(Beginning of RECORDS FOR THE EXERCISE)
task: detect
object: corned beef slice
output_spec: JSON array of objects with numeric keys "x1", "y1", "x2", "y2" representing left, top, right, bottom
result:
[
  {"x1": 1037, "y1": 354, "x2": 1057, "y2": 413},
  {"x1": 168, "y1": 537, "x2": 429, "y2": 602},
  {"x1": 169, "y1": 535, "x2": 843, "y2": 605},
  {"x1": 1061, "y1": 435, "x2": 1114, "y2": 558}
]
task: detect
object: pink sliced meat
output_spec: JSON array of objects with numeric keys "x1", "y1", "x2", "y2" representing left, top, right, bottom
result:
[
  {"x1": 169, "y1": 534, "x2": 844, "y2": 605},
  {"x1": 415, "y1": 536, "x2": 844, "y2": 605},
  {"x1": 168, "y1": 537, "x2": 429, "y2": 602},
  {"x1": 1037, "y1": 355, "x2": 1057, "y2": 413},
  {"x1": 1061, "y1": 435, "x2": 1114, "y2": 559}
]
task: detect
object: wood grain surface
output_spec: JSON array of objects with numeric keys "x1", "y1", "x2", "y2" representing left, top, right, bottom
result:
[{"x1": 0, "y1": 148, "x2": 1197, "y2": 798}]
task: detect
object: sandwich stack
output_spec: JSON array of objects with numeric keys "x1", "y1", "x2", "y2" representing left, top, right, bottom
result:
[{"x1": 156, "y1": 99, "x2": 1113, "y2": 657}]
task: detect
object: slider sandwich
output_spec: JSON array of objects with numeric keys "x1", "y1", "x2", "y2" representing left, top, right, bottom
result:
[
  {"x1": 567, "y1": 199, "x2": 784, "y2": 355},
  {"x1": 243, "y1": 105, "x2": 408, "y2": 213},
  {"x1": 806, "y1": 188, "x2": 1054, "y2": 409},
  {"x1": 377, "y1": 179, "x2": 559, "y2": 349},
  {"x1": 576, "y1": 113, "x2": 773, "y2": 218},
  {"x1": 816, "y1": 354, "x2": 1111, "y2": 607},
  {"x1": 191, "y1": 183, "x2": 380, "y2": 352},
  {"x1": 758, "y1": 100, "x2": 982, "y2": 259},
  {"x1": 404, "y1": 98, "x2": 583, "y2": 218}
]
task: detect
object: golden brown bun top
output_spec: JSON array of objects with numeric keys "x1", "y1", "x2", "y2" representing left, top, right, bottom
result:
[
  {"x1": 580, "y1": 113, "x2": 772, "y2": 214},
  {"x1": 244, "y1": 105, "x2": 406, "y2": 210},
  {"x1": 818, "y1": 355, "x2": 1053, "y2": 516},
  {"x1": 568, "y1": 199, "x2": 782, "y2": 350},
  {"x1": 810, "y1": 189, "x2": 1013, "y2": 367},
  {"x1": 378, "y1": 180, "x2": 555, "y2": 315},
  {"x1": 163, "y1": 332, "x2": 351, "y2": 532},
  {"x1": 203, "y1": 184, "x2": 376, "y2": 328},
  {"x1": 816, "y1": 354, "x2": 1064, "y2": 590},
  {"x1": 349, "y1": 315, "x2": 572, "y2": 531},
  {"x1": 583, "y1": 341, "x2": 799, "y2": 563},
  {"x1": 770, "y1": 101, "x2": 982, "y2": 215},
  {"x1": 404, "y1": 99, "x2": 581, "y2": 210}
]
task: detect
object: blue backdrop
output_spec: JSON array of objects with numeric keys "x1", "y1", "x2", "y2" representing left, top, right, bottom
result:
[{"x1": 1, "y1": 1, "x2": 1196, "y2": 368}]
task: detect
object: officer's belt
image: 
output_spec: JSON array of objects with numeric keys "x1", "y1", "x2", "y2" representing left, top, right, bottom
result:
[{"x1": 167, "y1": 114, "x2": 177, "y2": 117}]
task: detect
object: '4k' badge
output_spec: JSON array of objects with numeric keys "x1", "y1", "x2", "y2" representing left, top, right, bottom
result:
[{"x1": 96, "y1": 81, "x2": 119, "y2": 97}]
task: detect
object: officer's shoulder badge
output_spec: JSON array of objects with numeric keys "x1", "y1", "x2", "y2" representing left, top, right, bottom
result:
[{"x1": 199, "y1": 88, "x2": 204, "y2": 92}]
(End of RECORDS FOR THE EXERCISE)
_EXERCISE_
Repeat the material above in full. Match it exactly.

_TASK RESPONSE_
task: detect
object: corned beef slice
output_spec: JSON array of objects with numeric keys "x1", "y1", "x2", "y2" representing left, top, right, bottom
result:
[
  {"x1": 1037, "y1": 354, "x2": 1057, "y2": 413},
  {"x1": 168, "y1": 537, "x2": 429, "y2": 602},
  {"x1": 169, "y1": 535, "x2": 843, "y2": 605},
  {"x1": 1061, "y1": 435, "x2": 1114, "y2": 558}
]
task: detect
object: pink sliced meat
output_spec: JSON array of objects with numeric keys "x1", "y1", "x2", "y2" representing left, top, right, bottom
result:
[
  {"x1": 169, "y1": 534, "x2": 844, "y2": 605},
  {"x1": 415, "y1": 536, "x2": 844, "y2": 605},
  {"x1": 168, "y1": 537, "x2": 429, "y2": 602},
  {"x1": 1037, "y1": 355, "x2": 1057, "y2": 413},
  {"x1": 1061, "y1": 435, "x2": 1114, "y2": 559}
]
task: detect
object: wood grain surface
output_spec: JSON array of objects with numeric keys "x1", "y1", "x2", "y2" representing left, top, right, bottom
result:
[{"x1": 0, "y1": 148, "x2": 1197, "y2": 798}]
task: detect
object: sandwich stack
output_spec: JSON array of objects with numeric keys "x1", "y1", "x2", "y2" representing left, top, right, bottom
result:
[{"x1": 156, "y1": 99, "x2": 1113, "y2": 657}]
task: detect
object: slider sandwich
output_spec: JSON array of objects with numeric keys "x1", "y1", "x2", "y2" representing left, top, right, bottom
result:
[
  {"x1": 567, "y1": 199, "x2": 784, "y2": 355},
  {"x1": 243, "y1": 105, "x2": 408, "y2": 213},
  {"x1": 806, "y1": 188, "x2": 1054, "y2": 409},
  {"x1": 377, "y1": 179, "x2": 559, "y2": 349},
  {"x1": 576, "y1": 113, "x2": 773, "y2": 218},
  {"x1": 816, "y1": 354, "x2": 1111, "y2": 607},
  {"x1": 191, "y1": 183, "x2": 380, "y2": 352},
  {"x1": 758, "y1": 100, "x2": 982, "y2": 259},
  {"x1": 404, "y1": 98, "x2": 583, "y2": 218}
]
task: detect
object: golden brown bun top
output_spec: JSON array of objects with numeric keys "x1", "y1", "x2", "y2" representing left, top, right, bottom
result:
[
  {"x1": 580, "y1": 113, "x2": 772, "y2": 214},
  {"x1": 244, "y1": 105, "x2": 406, "y2": 210},
  {"x1": 818, "y1": 355, "x2": 1053, "y2": 516},
  {"x1": 568, "y1": 199, "x2": 782, "y2": 350},
  {"x1": 810, "y1": 189, "x2": 1013, "y2": 367},
  {"x1": 378, "y1": 180, "x2": 555, "y2": 315},
  {"x1": 163, "y1": 332, "x2": 351, "y2": 532},
  {"x1": 203, "y1": 184, "x2": 376, "y2": 328},
  {"x1": 816, "y1": 354, "x2": 1064, "y2": 590},
  {"x1": 349, "y1": 315, "x2": 572, "y2": 531},
  {"x1": 583, "y1": 341, "x2": 799, "y2": 563},
  {"x1": 770, "y1": 101, "x2": 982, "y2": 215},
  {"x1": 404, "y1": 99, "x2": 581, "y2": 210}
]
task: detect
object: blue backdrop
output_spec: JSON array of objects with numeric keys "x1", "y1", "x2", "y2" representing left, top, right, bottom
result:
[{"x1": 1, "y1": 1, "x2": 1196, "y2": 368}]
task: detect
object: officer's belt
image: 
output_spec: JSON array of objects with numeric keys "x1", "y1", "x2", "y2" representing left, top, right, bottom
result:
[{"x1": 167, "y1": 114, "x2": 177, "y2": 117}]
task: detect
object: '4k' badge
output_spec: JSON array of objects with numeric keys "x1", "y1", "x2", "y2" representing left, top, right, bottom
result:
[{"x1": 96, "y1": 81, "x2": 119, "y2": 97}]
task: detect
object: officer's shoulder badge
output_spec: JSON array of objects with numeric keys "x1", "y1", "x2", "y2" representing left, top, right, bottom
result:
[{"x1": 199, "y1": 88, "x2": 204, "y2": 92}]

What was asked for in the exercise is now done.